Lines of data

┌────────

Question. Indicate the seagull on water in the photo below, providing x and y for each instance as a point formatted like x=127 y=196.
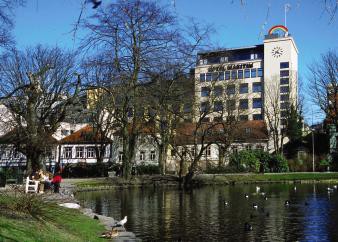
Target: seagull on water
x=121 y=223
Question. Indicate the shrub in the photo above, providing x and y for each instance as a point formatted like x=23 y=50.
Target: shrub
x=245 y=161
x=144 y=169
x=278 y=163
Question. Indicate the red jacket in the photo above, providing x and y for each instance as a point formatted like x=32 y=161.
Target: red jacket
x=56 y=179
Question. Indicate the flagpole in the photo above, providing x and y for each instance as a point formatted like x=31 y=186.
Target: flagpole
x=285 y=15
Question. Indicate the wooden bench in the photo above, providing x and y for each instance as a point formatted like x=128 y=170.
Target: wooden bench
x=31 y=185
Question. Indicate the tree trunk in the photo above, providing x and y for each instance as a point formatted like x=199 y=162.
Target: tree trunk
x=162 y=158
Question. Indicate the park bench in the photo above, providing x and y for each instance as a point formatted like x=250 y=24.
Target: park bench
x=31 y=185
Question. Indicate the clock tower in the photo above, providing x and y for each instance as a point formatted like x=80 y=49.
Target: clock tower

└────────
┌────────

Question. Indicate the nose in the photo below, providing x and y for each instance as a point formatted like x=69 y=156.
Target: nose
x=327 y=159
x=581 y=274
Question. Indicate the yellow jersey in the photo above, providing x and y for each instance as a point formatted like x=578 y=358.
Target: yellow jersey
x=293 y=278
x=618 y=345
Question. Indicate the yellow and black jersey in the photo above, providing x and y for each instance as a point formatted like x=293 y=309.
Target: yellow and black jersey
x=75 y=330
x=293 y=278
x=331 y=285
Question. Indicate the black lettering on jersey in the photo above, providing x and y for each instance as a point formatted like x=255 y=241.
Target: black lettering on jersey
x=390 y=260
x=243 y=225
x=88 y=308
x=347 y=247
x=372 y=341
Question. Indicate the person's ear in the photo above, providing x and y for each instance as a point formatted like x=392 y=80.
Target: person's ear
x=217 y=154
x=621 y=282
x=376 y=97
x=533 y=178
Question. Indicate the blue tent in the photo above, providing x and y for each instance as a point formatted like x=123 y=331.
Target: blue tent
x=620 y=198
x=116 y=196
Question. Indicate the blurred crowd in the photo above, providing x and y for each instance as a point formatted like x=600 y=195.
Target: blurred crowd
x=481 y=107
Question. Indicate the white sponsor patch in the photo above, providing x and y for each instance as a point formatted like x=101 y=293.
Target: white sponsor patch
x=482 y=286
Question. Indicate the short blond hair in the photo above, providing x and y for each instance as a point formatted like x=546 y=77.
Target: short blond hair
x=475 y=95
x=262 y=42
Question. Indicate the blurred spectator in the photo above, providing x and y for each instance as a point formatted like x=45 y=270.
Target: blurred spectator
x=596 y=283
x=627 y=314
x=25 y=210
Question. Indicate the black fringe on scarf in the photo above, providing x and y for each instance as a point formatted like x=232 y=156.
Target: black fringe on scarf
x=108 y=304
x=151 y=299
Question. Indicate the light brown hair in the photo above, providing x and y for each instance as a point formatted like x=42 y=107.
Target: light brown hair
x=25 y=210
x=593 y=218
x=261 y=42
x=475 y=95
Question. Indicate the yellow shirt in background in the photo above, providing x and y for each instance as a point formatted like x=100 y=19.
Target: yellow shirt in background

└────────
┌────────

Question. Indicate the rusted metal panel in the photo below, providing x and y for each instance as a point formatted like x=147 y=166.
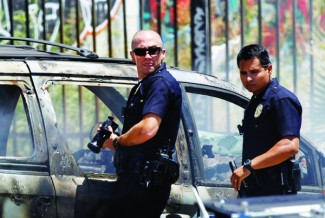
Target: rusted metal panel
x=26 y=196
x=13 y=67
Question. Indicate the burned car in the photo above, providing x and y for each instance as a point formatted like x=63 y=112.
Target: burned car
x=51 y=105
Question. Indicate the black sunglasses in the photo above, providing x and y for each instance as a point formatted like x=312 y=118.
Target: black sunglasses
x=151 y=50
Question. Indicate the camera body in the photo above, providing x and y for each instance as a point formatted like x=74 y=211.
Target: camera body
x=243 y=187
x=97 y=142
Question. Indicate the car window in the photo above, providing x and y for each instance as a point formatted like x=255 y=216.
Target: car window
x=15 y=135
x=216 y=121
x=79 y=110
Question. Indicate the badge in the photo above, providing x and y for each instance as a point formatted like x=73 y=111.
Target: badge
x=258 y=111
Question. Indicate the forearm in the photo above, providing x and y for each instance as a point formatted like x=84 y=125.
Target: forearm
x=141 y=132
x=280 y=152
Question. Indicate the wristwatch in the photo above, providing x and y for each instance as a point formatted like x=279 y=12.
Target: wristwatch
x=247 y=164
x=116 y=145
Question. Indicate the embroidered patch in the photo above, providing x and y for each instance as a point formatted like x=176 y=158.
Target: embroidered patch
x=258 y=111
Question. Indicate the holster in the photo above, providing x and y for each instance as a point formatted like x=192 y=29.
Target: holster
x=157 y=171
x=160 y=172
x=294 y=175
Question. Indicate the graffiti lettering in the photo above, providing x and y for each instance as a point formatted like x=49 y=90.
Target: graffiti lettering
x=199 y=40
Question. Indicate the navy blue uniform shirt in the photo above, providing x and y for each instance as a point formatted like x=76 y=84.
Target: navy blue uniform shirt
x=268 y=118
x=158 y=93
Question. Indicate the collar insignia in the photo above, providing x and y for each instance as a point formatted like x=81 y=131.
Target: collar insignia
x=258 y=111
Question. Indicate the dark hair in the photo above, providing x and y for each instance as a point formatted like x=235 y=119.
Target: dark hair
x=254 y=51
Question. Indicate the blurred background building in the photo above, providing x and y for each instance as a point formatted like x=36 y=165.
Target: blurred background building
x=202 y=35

└────────

*THE PROBLEM*. Swap "photo" for "image" in the material from the line containing "Question. Indicate the seagull" to the line containing "Target: clock tower", and give only those lines again with the pictures left out.

*RIGHT ANSWER*.
Question. Indicate the seagull on water in the image below, providing x and y for each instance as a point formatted like x=127 y=196.
Target: seagull on water
x=121 y=223
Question. Indicate the shrub in the image above, providing x and y for each instance as a point formatted like x=23 y=50.
Target: shrub
x=245 y=161
x=144 y=169
x=278 y=163
Question. Indicate the red jacket in the image above, providing x and y for each instance as a point formatted like x=32 y=161.
Target: red jacket
x=56 y=179
Question. Indicate the flagpole in the image above, providing x and y for each instance as a point formatted like x=31 y=186.
Target: flagpole
x=285 y=15
Question. Indicate the wooden bench in the image above, providing x and y for each instance as a point formatted like x=128 y=170.
Target: wooden bench
x=31 y=185
Question. Indicate the tree trunk in the image above, providing x and y for each instance as a point formatted like x=199 y=162.
Target: tree trunk
x=162 y=158
Question. Indicate the park bench in the image above, providing x and y for each instance as a point formatted like x=250 y=24.
Target: park bench
x=31 y=185
Question. Indicate the clock tower in the image above, providing x and y for each instance as a point formatted like x=80 y=49.
Target: clock tower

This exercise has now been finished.